DOCUMENT PASSAGE →
#####

Wands are used in the Enochian magic of John Dee, the Hermetic Order of the Golden Dawn, Thelema, and Wicca, and by independent practitioners of magic.

Wands were introduced into the occult via the 13th-century Latin grimoire The Oathbound Book of Honorius. The wand idea from the Book of Honorius, along with various other ideas from that grimoire, were later incorporated into the 16th-century grimoire The Key of Solomon. The Key of Solomon became popular among occultists for hundreds of years. In 1888, there was the publication of an English translation of the Key of Solomon by Samuel Mathers (one of the co-founders of the Hermetic Order of the Golden Dawn), which made the text of the Key of Solomon available to the anglophone world. That 1888 English version inspired Gerald Gardner, the creator of Wicca, to incorporate the wand and various other ritual objects into Wicca.

The creators of the Golden Dawn got their idea to use a wand, as well as their other main ritual objects (dagger, sword, hexagrammic pentacle, and cup), from the writings of the mid-19th-century occult writer Eliphas Levi. Levi himself mentioned most of those objects (all except for the cup) in his writings because they are in the Key of Solomon, whereas he got the cup from the tarot suit of cups. In Levi's 1862 book Philosophie Occulte, he wrote a fake excerpt of a Hebrew version of the Key of Solomon, and that fake excerpt was part of the inspiration for the Golden Dawn's ritual objects, and especially their lotus wand.

The ceremonial magic of the Hermetic Order of the Golden Dawn uses several different types of wands for different purposes, the most prominent of which are the fire wand and the lotus wand. In Wicca, wands are traditionally used to summon and control angels and genies, but have later come to also be used for general spell-casting. Wands serve a similar purpose to athames (ritual daggers), though the two objects have their distinct uses: an athame is used to command, whereas a wand is seen as more gentle, and is used to invite or encourage.

Wands are traditionally made of wood—practitioners usually prune a branch from an oak, hazel, or other tree, or may even buy wood from a hardware store, and then carve it and add decorations to personalize it, though one can also purchase ready-made wands. In Wicca, the wand can represent the element air, or fire (following the wiccan author Raymond Buckland, who got his element associations from the Golden Dawn), although contemporary wand-makers also create wands for the elements of earth and water.

#####

WHAT YOU HAVE TO DO →
Pick up the passage on ritual wands in magic where it stops, carrying it forward in the same technical voice. The data that follows is not needed for this work.

#####

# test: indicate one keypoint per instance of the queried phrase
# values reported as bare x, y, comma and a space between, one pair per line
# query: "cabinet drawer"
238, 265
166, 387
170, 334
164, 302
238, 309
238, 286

#####

EXERCISE RESPONSE →
===Tarot cards===
The suit of wands is one of the four suits in the 1909 Rider–Waite–Smith occult tarot deck, and other, later tarot decks that are based upon that deck. The suit of wands replaced the suit of batons from earlier, non-occult tarot decks. Waite–Smith tarot deck also replaced the suit of coins from earlier, non-occult decks, with the suit of pentacles. The Rider–Waite–Smith tarot deck was designed by two members of the Hermetic Order of the Golden Dawn, Arthur Edward Waite and Pamela Colman Smith. Waite provided the general guidelines for the deck (including the names of the four suits, and thus the suit of wands), and detailed guidelines for the designs of the Major Arcana, and he hired Smith to do the painting, and to make original artwork for the Minor Arcana. Waite instructed Smith to not paint actual wands in the wand cards, but rather to paint large tree trunk staffs with some foliage growing on them, so as to make an association between wands and Eliphas Levi's phrase "the flowering rod of Aaron" from Levi's fake fragment of The Key of Solomon.

==Status symbolism==
In British formal government ceremony, special officials may carry a wand of office that represents their power. Compare in this context the function of the ceremonial mace, the scepter, and the staff of office. Its age may be even greater, as Stone Age cave paintings show figures holding sticks, which may be symbolic representations of their power. The association with power may be its use for corporal punishment.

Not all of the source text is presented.